== EXTRACTED ENTRIES ==
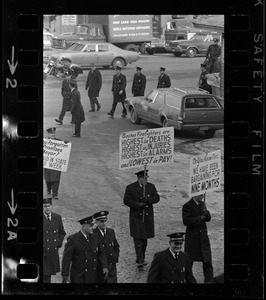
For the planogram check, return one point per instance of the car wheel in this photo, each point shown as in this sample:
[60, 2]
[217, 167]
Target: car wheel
[120, 62]
[209, 133]
[191, 52]
[134, 117]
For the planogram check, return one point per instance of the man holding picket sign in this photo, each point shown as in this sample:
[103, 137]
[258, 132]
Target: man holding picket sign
[140, 197]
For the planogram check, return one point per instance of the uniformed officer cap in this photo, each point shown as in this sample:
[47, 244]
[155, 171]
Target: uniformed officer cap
[177, 237]
[51, 130]
[101, 215]
[88, 220]
[141, 173]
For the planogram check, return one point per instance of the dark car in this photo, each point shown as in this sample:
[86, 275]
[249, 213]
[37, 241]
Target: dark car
[198, 44]
[184, 108]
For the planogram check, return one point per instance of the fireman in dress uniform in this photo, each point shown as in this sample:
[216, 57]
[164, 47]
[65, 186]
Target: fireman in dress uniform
[107, 237]
[119, 92]
[163, 80]
[83, 254]
[171, 265]
[53, 236]
[139, 83]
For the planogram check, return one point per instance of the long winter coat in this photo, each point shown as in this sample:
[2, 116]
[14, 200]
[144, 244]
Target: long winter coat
[112, 250]
[94, 83]
[165, 269]
[197, 243]
[77, 108]
[53, 236]
[119, 84]
[138, 85]
[133, 193]
[81, 258]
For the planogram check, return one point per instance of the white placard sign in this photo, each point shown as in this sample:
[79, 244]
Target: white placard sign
[146, 147]
[56, 154]
[205, 173]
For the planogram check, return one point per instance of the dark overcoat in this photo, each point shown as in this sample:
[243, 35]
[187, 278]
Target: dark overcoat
[53, 236]
[166, 269]
[94, 83]
[66, 93]
[112, 249]
[197, 243]
[81, 258]
[77, 108]
[133, 193]
[163, 81]
[138, 85]
[119, 84]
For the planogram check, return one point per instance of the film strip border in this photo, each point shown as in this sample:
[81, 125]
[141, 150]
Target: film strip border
[22, 159]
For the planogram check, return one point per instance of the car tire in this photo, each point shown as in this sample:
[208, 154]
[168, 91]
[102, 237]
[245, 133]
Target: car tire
[134, 117]
[121, 62]
[191, 52]
[209, 133]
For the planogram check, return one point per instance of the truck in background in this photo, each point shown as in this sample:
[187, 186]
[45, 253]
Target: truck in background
[129, 32]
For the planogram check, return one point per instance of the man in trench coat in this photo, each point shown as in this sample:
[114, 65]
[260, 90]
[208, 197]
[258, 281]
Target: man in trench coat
[141, 217]
[197, 243]
[53, 236]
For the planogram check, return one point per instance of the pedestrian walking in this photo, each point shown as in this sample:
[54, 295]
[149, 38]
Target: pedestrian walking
[94, 85]
[108, 239]
[53, 237]
[203, 84]
[52, 177]
[197, 243]
[83, 254]
[66, 93]
[171, 265]
[212, 54]
[163, 80]
[119, 92]
[139, 197]
[139, 83]
[76, 108]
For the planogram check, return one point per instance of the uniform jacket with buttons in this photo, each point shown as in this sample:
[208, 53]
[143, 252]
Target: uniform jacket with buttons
[53, 236]
[166, 269]
[81, 258]
[119, 84]
[138, 85]
[112, 250]
[133, 193]
[197, 243]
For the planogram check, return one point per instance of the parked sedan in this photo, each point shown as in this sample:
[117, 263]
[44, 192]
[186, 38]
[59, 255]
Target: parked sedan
[184, 108]
[198, 44]
[100, 54]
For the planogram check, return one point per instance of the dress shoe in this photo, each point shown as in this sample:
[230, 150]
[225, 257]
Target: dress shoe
[59, 121]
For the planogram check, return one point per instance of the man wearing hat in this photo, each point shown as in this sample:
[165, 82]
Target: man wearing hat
[163, 80]
[171, 265]
[66, 93]
[212, 54]
[140, 197]
[197, 243]
[139, 83]
[53, 236]
[119, 92]
[94, 84]
[83, 254]
[76, 109]
[108, 239]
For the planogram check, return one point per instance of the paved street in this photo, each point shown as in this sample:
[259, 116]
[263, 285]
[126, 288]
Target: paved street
[94, 182]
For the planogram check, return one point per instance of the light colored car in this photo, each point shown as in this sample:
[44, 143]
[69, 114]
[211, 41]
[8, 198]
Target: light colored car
[97, 53]
[184, 108]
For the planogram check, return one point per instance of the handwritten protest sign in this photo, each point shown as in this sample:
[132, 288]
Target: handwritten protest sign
[146, 147]
[56, 154]
[205, 173]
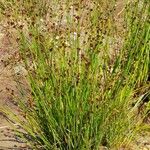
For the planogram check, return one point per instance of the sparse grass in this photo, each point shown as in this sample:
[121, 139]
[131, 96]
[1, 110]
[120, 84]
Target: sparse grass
[82, 86]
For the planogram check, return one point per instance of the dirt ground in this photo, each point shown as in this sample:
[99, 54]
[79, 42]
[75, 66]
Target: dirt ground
[11, 70]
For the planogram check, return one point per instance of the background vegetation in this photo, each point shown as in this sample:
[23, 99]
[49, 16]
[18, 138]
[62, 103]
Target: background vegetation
[88, 69]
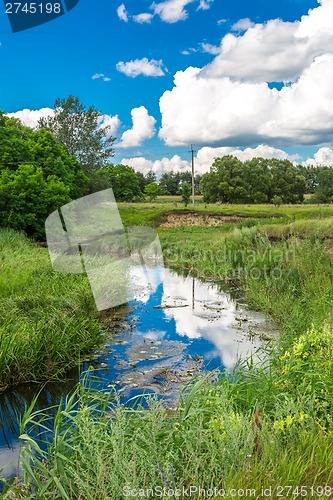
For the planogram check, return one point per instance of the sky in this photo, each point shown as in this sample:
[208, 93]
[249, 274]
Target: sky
[249, 78]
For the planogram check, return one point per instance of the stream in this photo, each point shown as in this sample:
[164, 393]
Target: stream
[157, 344]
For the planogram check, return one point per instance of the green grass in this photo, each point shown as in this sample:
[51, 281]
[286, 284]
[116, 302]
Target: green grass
[216, 437]
[48, 320]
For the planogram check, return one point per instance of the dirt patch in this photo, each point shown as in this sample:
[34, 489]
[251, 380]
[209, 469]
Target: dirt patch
[193, 218]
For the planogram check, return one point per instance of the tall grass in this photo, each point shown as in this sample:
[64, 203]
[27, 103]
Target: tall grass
[47, 319]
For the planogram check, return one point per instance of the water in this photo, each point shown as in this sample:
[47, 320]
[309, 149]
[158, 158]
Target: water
[158, 343]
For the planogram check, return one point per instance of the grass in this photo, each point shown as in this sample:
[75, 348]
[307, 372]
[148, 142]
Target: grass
[265, 426]
[48, 321]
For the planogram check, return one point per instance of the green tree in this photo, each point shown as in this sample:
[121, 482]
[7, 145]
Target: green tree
[170, 182]
[37, 175]
[27, 198]
[286, 181]
[81, 130]
[153, 190]
[255, 181]
[185, 191]
[124, 182]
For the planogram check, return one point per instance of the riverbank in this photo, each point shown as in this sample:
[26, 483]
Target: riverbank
[48, 319]
[266, 427]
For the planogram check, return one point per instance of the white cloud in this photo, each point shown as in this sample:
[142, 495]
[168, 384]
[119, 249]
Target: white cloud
[122, 13]
[30, 117]
[143, 128]
[228, 102]
[109, 121]
[243, 24]
[204, 159]
[209, 48]
[101, 75]
[205, 4]
[324, 156]
[141, 67]
[143, 18]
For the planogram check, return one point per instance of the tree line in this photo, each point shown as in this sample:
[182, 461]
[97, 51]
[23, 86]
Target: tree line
[69, 155]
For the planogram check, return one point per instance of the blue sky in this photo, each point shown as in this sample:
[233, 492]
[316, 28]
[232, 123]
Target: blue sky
[223, 105]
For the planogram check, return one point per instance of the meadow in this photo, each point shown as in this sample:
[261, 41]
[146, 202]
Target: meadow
[264, 426]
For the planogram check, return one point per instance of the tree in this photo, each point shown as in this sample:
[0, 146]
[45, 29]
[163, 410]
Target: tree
[152, 190]
[79, 128]
[37, 176]
[124, 182]
[256, 181]
[185, 191]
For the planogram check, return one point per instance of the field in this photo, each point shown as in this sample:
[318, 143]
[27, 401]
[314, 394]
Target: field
[268, 426]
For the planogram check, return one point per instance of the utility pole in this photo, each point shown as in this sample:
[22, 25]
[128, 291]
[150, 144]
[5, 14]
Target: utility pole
[192, 153]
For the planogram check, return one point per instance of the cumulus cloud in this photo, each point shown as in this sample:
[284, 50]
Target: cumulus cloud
[145, 17]
[122, 13]
[141, 67]
[209, 48]
[101, 75]
[143, 128]
[204, 159]
[243, 24]
[324, 157]
[229, 102]
[30, 117]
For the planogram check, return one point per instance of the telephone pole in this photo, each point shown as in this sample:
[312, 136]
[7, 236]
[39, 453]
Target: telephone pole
[192, 153]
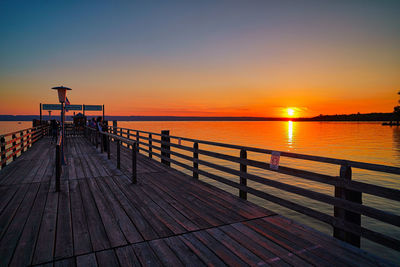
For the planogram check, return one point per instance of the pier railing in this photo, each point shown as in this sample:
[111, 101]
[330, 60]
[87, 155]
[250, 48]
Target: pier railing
[346, 201]
[105, 138]
[14, 144]
[58, 163]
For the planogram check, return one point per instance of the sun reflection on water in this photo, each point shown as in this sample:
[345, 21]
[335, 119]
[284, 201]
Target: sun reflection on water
[290, 133]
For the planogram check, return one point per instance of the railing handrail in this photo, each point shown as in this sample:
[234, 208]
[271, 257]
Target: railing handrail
[16, 132]
[26, 138]
[355, 164]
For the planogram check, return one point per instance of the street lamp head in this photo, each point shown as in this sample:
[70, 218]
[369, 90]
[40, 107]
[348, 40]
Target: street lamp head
[62, 93]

== REQUIREMENT ==
Starting at the line that contains "of the cumulus", write out every line through the end of the entries, both ends included, without any pictures.

== THE RESULT ==
For the planogram check, return one point per instance of the cumulus cloud in this photo, each point shown as in this sample:
[284, 50]
Target: cumulus cloud
[145, 17]
[122, 13]
[141, 67]
[209, 48]
[101, 75]
[143, 128]
[204, 159]
[243, 24]
[324, 157]
[229, 102]
[30, 117]
For the planogram check, return one point per instance of the telephone pole in this photo, each point shown as in this sample:
[312, 136]
[7, 236]
[39, 453]
Target: telephone pole
[192, 153]
For the planogram check, return one point per instance of the pier railing in this photo, each point shown as in this sample:
[111, 101]
[330, 60]
[87, 155]
[250, 48]
Target: pier railing
[346, 201]
[105, 138]
[14, 144]
[58, 163]
For the planogram check, return one point per instance of the sun reflection on water in this photo, each point shown as in this sample:
[345, 21]
[335, 119]
[284, 201]
Target: sun reflection on water
[290, 133]
For the planogram check, return one point per instance of the railing handrail in this photo, each point shown as in this sample:
[234, 208]
[271, 257]
Target: railing handrail
[16, 132]
[26, 138]
[355, 164]
For the planogram check, return one point per instance of the street lamp head in this photo, each point shown as in this sample:
[70, 218]
[369, 90]
[40, 107]
[348, 40]
Target: street lamp head
[62, 93]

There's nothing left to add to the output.